▸ **Task brief**
Exact copies of all records below are needed.

*** Provided entries ***

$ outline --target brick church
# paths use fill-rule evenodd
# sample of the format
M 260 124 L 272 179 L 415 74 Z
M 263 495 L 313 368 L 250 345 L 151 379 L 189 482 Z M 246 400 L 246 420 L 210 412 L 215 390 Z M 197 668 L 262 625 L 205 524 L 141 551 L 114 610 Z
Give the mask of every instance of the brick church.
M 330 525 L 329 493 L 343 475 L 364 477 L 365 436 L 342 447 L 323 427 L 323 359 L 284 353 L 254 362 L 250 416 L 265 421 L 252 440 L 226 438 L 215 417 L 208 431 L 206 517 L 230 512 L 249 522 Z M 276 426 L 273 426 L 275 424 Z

*** End of Provided entries ***

▸ **Completed exercise**
$ outline --target brick church
# paths use fill-rule evenodd
# sample of the format
M 260 124 L 272 179 L 415 74 Z
M 263 495 L 313 368 L 250 345 L 151 379 L 189 482 Z M 246 400 L 246 420 L 210 412 L 215 390 Z M 197 668 L 262 625 L 205 524 L 141 551 L 114 610 Z
Give the mask of every instance of the brick church.
M 330 525 L 329 493 L 343 475 L 364 477 L 365 436 L 342 447 L 323 427 L 323 359 L 284 353 L 254 362 L 250 416 L 265 421 L 252 440 L 226 438 L 215 417 L 208 431 L 206 517 L 230 512 L 249 522 Z M 276 426 L 273 426 L 275 424 Z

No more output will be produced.